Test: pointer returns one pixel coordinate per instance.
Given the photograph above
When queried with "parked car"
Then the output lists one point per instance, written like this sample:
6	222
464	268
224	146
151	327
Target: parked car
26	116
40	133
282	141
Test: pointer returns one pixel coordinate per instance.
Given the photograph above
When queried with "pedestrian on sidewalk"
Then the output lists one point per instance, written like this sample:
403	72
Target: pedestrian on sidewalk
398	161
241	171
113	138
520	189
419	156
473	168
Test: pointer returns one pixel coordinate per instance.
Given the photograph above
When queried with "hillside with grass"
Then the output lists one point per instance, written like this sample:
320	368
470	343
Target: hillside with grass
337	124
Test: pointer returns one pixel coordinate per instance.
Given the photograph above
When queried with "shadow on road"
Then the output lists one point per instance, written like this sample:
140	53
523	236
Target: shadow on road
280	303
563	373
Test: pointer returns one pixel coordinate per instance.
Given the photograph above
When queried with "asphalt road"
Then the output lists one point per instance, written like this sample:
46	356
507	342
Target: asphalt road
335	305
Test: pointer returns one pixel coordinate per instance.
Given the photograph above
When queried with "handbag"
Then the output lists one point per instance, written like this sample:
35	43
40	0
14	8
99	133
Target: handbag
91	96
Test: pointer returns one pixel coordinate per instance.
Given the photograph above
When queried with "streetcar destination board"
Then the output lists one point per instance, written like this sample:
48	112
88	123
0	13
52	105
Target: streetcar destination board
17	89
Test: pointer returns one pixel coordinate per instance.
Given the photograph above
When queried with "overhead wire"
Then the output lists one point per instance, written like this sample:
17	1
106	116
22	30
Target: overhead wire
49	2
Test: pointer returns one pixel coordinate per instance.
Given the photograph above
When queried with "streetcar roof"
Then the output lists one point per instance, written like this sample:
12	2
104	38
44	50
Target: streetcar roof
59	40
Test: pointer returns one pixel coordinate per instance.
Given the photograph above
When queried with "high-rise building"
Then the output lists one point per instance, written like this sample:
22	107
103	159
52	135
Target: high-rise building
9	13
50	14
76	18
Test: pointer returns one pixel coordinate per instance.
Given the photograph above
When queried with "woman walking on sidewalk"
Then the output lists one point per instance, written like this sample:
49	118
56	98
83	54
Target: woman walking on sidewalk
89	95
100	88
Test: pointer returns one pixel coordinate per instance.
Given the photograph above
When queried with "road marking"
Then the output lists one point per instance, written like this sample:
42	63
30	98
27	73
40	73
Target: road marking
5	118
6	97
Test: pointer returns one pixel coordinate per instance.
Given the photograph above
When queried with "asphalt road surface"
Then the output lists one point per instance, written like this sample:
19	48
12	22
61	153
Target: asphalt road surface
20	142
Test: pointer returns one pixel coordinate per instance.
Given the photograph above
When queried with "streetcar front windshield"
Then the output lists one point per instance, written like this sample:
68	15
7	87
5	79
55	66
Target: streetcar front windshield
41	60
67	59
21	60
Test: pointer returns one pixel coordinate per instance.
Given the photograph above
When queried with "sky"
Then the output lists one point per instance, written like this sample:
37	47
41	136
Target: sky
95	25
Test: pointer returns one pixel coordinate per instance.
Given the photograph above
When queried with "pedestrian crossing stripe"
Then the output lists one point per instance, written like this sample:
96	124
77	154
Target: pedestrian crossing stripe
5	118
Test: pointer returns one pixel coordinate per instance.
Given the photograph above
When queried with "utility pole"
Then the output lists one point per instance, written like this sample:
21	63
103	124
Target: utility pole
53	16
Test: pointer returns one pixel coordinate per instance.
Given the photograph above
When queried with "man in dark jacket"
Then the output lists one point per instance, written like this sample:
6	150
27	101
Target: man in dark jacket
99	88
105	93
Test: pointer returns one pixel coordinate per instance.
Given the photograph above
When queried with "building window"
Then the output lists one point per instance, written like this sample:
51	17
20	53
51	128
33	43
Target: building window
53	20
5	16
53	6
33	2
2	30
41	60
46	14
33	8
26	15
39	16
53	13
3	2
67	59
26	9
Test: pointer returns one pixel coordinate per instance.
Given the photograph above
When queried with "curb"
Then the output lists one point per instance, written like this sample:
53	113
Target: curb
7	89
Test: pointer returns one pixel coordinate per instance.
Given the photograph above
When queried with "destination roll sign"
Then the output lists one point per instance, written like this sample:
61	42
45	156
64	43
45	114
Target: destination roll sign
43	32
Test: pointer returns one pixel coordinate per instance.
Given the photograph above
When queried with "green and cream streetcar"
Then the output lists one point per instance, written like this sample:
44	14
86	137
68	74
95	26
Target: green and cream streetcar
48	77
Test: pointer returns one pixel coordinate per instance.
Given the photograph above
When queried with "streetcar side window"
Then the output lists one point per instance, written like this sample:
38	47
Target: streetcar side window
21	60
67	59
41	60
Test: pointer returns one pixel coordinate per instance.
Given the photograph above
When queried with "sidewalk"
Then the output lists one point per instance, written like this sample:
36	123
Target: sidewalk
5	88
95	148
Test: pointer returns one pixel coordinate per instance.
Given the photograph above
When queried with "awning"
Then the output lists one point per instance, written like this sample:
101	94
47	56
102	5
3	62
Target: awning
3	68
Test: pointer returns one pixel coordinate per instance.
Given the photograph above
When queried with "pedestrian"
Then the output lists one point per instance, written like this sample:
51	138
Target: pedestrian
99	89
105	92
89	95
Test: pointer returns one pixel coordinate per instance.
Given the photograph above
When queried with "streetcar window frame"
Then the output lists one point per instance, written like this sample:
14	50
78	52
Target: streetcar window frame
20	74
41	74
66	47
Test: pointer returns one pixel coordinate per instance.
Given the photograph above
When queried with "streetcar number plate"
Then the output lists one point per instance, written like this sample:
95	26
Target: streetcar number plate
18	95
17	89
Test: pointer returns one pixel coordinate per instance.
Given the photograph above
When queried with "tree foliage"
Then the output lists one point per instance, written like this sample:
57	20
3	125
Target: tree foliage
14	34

■ **THE PROBLEM**
What is needed here is an exact reproduction of all the entries.

■ **THE ANSWER**
Test: pointer returns one pixel coordinate per instance.
Given the photograph above
When queried with "parked car"
Then the output lists one point per instance, written like this sample:
6	222
464	268
224	146
151	327
Target: parked car
26	116
40	133
282	141
Test: pointer returns one pixel coordinate per instance.
Given the photograph above
When queried with "pedestrian on sidewalk"
Then the output lists one point per instance, written like this sample:
403	72
Target: pedestrian on sidewalk
398	161
241	171
113	138
520	189
419	156
473	168
Test: pointer returns one pixel coordinate per instance.
Given the photograph above
When queried with "hillside with grass"
Then the output lists one point per instance, written like this sample:
320	368
470	343
Target: hillside with grass
337	124
Test: pointer returns one pixel coordinate per instance.
Given the photograph above
When queried with "shadow on road"
Then the output lists one point per instance, written like this sample:
140	53
523	236
Target: shadow on road
280	303
563	373
Test: pointer returns one pixel coordinate per instance.
Given the photograph above
When queried with "asphalt road"
Then the output lists one point per instance, written like this sample:
46	356
507	342
Target: asphalt road
335	305
Test: pointer returns one pixel coordinate per instance.
Given the photograph above
When queried with "handbag"
Then the output lists one point per instance, written like this sample:
35	43
40	0
14	8
99	133
Target: handbag
91	96
Test: pointer returns one pixel coordinate per instance.
Given the photograph above
When queried with "streetcar destination board"
Then the output lists one point per instance, written like this sample:
48	112
88	123
0	13
52	105
Target: streetcar destination board
17	89
Test: pointer returns one pixel coordinate per instance.
Given the photograph above
When queried with "overhead wire"
Then the output lists one point per instance, written like this sample:
17	1
106	116
22	30
Target: overhead wire
49	2
Test: pointer returns one pixel coordinate per instance.
Given the photograph above
When queried with "streetcar roof"
Then the output lists one point per instance, written like this sample:
12	2
104	38
44	50
Target: streetcar roof
59	40
Test: pointer returns one pixel coordinate per instance.
Given the photograph above
When queried with "high-rise building"
Then the output lists one point per instance, written like this sample:
22	107
103	159
52	135
Target: high-rise building
9	13
50	14
76	18
Test: pointer returns one pixel coordinate per instance.
Given the photograph above
When queried with "woman walking on sidewalk"
Then the output lists one point per instance, written like this sample:
49	118
56	98
83	54
Target: woman walking on sidewalk
89	95
100	88
Test: pointer returns one pixel coordinate per instance.
Given the photograph above
When queried with "road marking"
Then the output lists one point per instance, written like this sample:
42	63
30	98
27	73
40	73
Target: road marking
5	118
6	97
Test: pointer returns one pixel coordinate per instance.
Given the photograph above
When queried with "asphalt road surface"
Then the output lists one point per instance, written like this sample:
19	48
12	22
61	153
Target: asphalt road surface
20	142
Test: pointer returns one pixel coordinate per instance.
Given the photograph above
When queried with "streetcar front windshield"
Then the output lists one point per instance, written like this sample:
68	15
7	87
5	79
55	66
Target: streetcar front windshield
41	60
67	59
21	60
Test: pointer returns one pixel coordinate per instance.
Given the photograph above
When queried with "sky"
Then the output lists one point per instance, written like this sample:
37	47
41	136
Target: sky
95	25
Test: pointer returns one pixel coordinate per instance.
Given the photograph above
When queried with "pedestrian crossing stripe"
Then the output lists one point per instance, written like this sample:
96	124
77	154
Target: pedestrian crossing stripe
5	118
Test: pointer returns one pixel coordinate per instance.
Given the photograph above
When queried with "utility pole"
Then the output lists one point per instance, written like this sample:
21	63
103	124
Target: utility pole
53	16
Test: pointer returns one pixel coordinate per instance.
Given the photograph above
When queried with "man in dark jacket"
Then the output lists one point per instance, written like this sample:
6	150
27	101
Target: man in dark jacket
99	88
105	93
Test: pointer returns one pixel coordinate per instance.
Given the photograph above
When queried with "building window"
Then the output lists one point per instance, written like this sample:
51	17
20	53
51	128
33	43
Target: building window
53	20
5	16
53	6
33	2
2	30
41	60
46	14
33	8
26	15
39	16
53	13
3	2
67	59
26	9
Test: pointer returns one pixel coordinate per instance.
Given the photograph above
When queried with "curb"
Then the output lists one point per instance, written like this sample:
53	113
Target: curb
7	89
Test: pointer returns one pixel coordinate per instance.
Given the photograph above
When queried with "destination roll sign"
Then the output lists one point per instance, written like this sample:
61	42
45	156
64	43
45	114
Target: destination roll sign
43	32
Test: pointer returns one pixel coordinate per instance.
Given the photograph above
When queried with "green and cream streetcar"
Then the output lists one point per instance, written like this sample:
44	14
86	137
68	74
95	26
Target: green and cream streetcar
48	77
Test: pointer returns one pixel coordinate per instance.
Given the photograph above
When queried with "streetcar side window"
Then the output lists one point per instance, written like this sample:
38	47
Target: streetcar side window
21	60
67	59
41	60
Test: pointer returns one pixel coordinate per instance.
Given the photograph above
When queried with "sidewalk"
Then the output lists one point per instance, written like this sample:
36	123
Target: sidewalk
5	88
95	148
Test: pointer returns one pixel coordinate per instance.
Given the photograph above
When queried with "awning"
Then the output lists one point per instance, written like this sample:
101	94
47	56
102	5
3	62
Target: awning
3	68
Test: pointer returns one pixel coordinate per instance.
Given the photograph above
When queried with "pedestrian"
Then the output lists one point per instance, written like this sample:
51	138
Target: pedestrian
99	89
105	92
89	95
Test: pointer returns one pixel coordinate per instance.
Given the photograph above
When queried with "streetcar window frame"
Then the output lists one point per instance, written like this sample:
14	50
78	52
Target: streetcar window frame
20	74
41	74
66	47
Test: pointer returns one pixel coordinate per instance.
Given the photograph above
When queried with "streetcar number plate"
Then the output lists one point per instance, written like this sample:
95	26
Target: streetcar number plate
18	95
17	89
Test: pointer returns one pixel coordinate per instance.
Given the photograph above
When queried with "tree foliage"
Then the output lists one point per instance, written like this sample:
57	20
3	125
Target: tree foliage
14	34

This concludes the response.